BEGIN MATERIAL PROVIDED

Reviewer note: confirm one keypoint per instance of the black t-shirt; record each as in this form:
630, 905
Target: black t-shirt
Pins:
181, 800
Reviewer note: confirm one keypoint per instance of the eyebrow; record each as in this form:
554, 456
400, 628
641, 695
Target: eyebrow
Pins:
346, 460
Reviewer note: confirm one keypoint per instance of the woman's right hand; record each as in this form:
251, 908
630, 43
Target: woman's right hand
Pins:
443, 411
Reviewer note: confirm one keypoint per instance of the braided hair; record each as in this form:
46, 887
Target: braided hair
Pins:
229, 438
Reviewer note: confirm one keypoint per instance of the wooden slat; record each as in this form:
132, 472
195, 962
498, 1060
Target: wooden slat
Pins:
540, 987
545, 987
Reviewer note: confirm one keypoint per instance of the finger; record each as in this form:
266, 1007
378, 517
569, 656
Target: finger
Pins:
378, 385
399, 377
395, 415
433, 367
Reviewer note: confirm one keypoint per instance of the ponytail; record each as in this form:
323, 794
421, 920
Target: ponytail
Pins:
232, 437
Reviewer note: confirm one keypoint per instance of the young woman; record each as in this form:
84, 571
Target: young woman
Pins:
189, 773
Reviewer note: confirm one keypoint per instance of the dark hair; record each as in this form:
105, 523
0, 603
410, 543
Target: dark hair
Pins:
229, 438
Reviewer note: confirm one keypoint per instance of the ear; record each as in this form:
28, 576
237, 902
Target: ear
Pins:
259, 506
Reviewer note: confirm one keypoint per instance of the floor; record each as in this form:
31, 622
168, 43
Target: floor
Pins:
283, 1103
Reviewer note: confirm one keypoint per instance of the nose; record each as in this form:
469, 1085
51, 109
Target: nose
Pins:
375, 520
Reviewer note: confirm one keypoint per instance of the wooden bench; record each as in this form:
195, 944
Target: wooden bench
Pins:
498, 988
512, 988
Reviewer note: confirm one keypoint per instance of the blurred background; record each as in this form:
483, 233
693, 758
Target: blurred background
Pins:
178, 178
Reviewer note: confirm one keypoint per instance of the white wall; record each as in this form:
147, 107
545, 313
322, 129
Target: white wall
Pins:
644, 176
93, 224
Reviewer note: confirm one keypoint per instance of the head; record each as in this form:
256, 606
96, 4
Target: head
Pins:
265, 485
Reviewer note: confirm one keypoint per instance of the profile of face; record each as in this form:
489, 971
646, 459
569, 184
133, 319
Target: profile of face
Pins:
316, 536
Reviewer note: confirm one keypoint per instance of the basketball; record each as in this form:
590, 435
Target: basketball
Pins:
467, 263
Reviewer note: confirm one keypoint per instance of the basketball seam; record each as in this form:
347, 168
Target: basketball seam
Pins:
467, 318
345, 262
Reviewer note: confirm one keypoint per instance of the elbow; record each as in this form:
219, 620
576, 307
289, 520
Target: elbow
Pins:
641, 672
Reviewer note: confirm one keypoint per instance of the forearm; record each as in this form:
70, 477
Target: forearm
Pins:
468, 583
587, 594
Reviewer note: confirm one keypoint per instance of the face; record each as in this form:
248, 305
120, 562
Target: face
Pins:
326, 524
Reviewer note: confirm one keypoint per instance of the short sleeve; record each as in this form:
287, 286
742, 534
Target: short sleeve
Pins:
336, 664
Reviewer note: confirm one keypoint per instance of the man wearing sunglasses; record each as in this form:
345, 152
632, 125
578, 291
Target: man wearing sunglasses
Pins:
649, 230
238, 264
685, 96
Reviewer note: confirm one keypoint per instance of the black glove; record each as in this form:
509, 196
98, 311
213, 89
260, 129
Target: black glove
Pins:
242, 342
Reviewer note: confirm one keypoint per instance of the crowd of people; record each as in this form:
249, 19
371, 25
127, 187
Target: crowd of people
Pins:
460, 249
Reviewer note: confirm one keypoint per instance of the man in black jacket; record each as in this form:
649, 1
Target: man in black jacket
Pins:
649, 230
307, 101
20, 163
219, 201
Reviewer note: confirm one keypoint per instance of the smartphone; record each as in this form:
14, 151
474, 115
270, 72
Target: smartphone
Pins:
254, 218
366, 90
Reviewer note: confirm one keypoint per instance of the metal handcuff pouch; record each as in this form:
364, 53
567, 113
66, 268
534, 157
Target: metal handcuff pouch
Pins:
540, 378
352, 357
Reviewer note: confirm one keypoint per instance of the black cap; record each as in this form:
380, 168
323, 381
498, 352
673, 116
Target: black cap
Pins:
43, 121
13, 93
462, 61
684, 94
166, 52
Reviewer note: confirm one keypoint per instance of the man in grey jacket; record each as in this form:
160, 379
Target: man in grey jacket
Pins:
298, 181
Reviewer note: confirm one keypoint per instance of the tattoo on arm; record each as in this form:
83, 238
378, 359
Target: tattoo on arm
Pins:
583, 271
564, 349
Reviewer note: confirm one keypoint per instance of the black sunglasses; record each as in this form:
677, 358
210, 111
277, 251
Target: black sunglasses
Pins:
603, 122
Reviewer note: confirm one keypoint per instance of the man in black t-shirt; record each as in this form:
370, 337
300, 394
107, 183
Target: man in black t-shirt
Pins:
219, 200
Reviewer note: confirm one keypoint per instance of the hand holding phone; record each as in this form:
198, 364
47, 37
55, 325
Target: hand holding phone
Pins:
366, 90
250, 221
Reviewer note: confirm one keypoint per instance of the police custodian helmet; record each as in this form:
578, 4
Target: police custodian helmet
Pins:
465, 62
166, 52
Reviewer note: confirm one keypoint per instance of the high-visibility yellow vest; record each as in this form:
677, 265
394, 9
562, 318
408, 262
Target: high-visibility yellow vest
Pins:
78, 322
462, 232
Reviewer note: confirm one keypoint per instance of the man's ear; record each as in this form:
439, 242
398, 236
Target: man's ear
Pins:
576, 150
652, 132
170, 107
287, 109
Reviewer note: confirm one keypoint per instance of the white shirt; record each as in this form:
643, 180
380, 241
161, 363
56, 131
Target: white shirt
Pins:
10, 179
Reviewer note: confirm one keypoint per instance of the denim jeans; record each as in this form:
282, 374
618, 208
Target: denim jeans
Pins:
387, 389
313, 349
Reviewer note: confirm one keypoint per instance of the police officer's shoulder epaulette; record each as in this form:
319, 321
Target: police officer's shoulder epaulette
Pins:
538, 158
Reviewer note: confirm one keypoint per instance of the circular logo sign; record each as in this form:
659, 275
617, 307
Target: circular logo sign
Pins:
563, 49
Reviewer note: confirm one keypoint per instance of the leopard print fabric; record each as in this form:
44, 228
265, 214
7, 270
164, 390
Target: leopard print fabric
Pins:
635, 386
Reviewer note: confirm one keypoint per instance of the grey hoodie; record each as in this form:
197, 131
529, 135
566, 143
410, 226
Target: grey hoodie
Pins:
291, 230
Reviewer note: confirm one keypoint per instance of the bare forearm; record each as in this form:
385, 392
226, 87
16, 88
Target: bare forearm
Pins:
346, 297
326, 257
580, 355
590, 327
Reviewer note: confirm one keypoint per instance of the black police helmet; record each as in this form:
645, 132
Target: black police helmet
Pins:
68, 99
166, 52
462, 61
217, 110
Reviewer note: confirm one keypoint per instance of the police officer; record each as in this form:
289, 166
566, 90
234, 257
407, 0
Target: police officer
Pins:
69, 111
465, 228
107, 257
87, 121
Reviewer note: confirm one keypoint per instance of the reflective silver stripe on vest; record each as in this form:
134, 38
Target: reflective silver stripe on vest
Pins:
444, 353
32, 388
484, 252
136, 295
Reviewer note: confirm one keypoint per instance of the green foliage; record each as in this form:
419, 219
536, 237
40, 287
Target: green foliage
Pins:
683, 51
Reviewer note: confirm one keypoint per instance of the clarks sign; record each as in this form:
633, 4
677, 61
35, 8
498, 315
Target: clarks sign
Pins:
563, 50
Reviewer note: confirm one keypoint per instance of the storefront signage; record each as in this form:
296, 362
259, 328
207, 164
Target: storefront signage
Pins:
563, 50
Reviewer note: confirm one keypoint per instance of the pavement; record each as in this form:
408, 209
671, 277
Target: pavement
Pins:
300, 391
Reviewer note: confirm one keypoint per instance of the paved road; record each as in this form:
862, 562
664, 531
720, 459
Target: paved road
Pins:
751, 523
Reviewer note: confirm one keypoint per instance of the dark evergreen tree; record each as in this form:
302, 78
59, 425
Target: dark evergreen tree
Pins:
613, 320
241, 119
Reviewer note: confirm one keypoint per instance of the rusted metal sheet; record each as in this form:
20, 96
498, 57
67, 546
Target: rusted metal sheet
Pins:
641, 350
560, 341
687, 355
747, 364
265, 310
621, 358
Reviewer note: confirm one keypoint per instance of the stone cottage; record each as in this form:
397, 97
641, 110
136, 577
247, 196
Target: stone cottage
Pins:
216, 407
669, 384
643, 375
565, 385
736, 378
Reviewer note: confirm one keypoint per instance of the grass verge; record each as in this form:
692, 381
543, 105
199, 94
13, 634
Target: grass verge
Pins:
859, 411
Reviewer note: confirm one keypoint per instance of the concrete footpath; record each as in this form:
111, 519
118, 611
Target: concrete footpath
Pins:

END MATERIAL PROVIDED

> TASK OBJECTIVE:
Locate the line that contains "the police officer;", then please quote it and every line after it to the end of the entries above, exactly and with nothing else.

> OUTPUT FOR THIS TASK:
Reviewer note: confirm one keypoint per instance of the police officer; record each as in this form:
289, 166
566, 90
234, 257
407, 0
Target: police officer
Pins:
69, 111
465, 228
107, 257
87, 121
Reviewer note: confirm one keypoint per instance of the reflective silver stripe on vest; record each as in this form:
134, 38
Target: reflective silver stripe on vest
Pins:
444, 353
32, 388
484, 252
136, 295
Reviewer note: confirm one keypoint per instance of the green foliage; record each as in this form:
419, 219
536, 237
40, 287
Target: green foliage
Pins:
683, 51
Reviewer note: confirm one keypoint per instance of the clarks sign; record each as in this form:
633, 4
677, 61
35, 8
498, 315
Target: clarks sign
Pins:
563, 50
Reviewer note: confirm one keypoint per instance of the storefront signage; record each as in this form:
296, 362
259, 328
207, 164
Target: storefront signage
Pins:
563, 50
Reviewer note: confirm one keypoint per instance of the pavement; record each as in this form:
408, 209
671, 277
Target: pavement
Pins:
300, 391
Reviewer note: confirm one keypoint per instance of the paved road; record each as in this form:
862, 562
664, 531
720, 459
Target: paved road
Pins:
751, 523
Reviewer note: confirm one keypoint per instance of the dark evergreen tree; record each as in this form:
302, 78
59, 425
Target: dark evergreen tree
Pins:
613, 320
241, 119
Reviewer note: confirm one keypoint per instance of the rusted metal sheet; record each as in this form:
20, 96
498, 57
67, 546
Target: rusted metal sheet
Pins:
641, 350
560, 341
687, 355
747, 364
265, 310
621, 358
Reviewer note: confirm one keypoint per instance of the stone cottage; record each as in this form:
397, 97
641, 110
136, 577
247, 196
Target: stone cottage
Pins:
216, 407
669, 384
643, 375
565, 385
736, 378
Reviewer note: confirm one keypoint per instance of the grass verge; record each as in this form:
692, 381
543, 105
199, 94
13, 634
Target: grass verge
Pins:
859, 411
Reviewer note: confirm one keypoint per instance of the concrete footpath; record each as in this form:
111, 519
118, 611
Target: concrete footpath
Pins:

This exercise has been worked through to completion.